Copy the records below word for word, leaving out the pictures.

┌─ RECORD EXCERPTS

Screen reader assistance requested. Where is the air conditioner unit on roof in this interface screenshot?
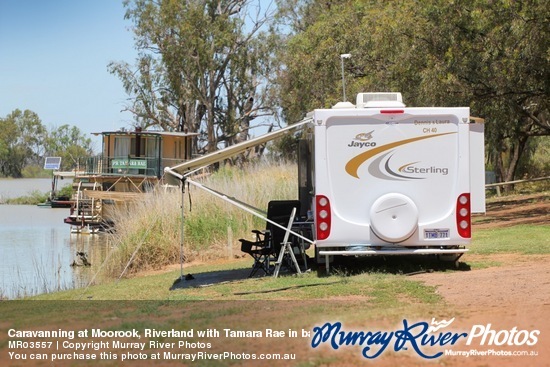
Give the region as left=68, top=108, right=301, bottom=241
left=356, top=93, right=405, bottom=108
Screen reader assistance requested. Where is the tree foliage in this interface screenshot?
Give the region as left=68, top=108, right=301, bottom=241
left=280, top=0, right=550, bottom=181
left=45, top=124, right=93, bottom=171
left=0, top=109, right=93, bottom=178
left=109, top=0, right=277, bottom=151
left=0, top=109, right=46, bottom=177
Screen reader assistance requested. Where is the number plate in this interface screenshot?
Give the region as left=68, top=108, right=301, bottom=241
left=424, top=229, right=449, bottom=240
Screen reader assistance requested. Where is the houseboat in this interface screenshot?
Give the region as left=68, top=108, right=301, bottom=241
left=64, top=128, right=198, bottom=233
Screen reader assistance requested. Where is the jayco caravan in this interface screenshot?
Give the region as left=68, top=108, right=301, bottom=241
left=166, top=93, right=485, bottom=267
left=299, top=93, right=485, bottom=268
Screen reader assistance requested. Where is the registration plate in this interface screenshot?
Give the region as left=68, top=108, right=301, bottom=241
left=424, top=229, right=449, bottom=240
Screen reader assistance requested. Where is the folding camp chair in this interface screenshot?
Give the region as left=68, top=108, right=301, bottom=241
left=239, top=200, right=300, bottom=277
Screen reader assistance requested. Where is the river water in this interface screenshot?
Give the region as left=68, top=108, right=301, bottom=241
left=0, top=179, right=107, bottom=299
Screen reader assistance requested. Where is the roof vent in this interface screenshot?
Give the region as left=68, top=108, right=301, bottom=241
left=332, top=102, right=355, bottom=109
left=357, top=93, right=405, bottom=108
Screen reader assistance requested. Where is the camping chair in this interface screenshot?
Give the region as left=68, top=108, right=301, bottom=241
left=239, top=200, right=300, bottom=278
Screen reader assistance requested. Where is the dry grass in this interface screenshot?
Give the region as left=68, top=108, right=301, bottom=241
left=104, top=163, right=297, bottom=278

└─

COMPLETED TASK:
Screen reader assistance requested. Where is the air conditioner unit on roof in this interface screenshot?
Give the region as left=68, top=108, right=301, bottom=241
left=356, top=93, right=405, bottom=108
Screen reader assistance requested. Where is the tree foliage in this interface screenshot?
Give the region as left=68, top=108, right=301, bottom=241
left=280, top=0, right=550, bottom=181
left=45, top=124, right=93, bottom=171
left=0, top=109, right=93, bottom=178
left=109, top=0, right=277, bottom=151
left=0, top=109, right=46, bottom=177
Screen reader assistance requested. Where is the number plate in this interface screenshot?
Give the region as left=68, top=108, right=301, bottom=241
left=424, top=229, right=449, bottom=240
Screen reader assistance requested. Where is the houseboat in this interface screenshot?
Give the region as left=68, top=108, right=301, bottom=241
left=64, top=128, right=198, bottom=233
Screen reader assistance requested. Where is the jayco caravan in this interface screenshot?
Give the region as left=68, top=108, right=301, bottom=241
left=166, top=93, right=485, bottom=267
left=299, top=93, right=485, bottom=268
Screen reader assistance requested. Where is the registration plate in this interface screenshot?
Give the region as left=68, top=108, right=301, bottom=241
left=424, top=229, right=449, bottom=240
Screen reader assistance requested. Where is the folding camp chair in this interface screenshot?
Give the region as left=68, top=108, right=301, bottom=241
left=239, top=200, right=300, bottom=277
Screen reader assistance requested. Where is the river water in this interface screenshot?
Give the region as left=68, top=108, right=301, bottom=241
left=0, top=179, right=107, bottom=299
Screen reader assistance requested. Where is the roof vent in this interface screenshot?
Give the region as left=68, top=108, right=301, bottom=241
left=332, top=102, right=355, bottom=109
left=357, top=93, right=405, bottom=108
Screen reader assistance requested. Where is the camping chair in this interface screenshot?
Give the region as left=68, top=108, right=301, bottom=241
left=239, top=200, right=300, bottom=278
Screen reader assistance requested. Where is the dry grass in this interface screenshot?
Give the region as left=68, top=108, right=301, bottom=241
left=104, top=163, right=297, bottom=278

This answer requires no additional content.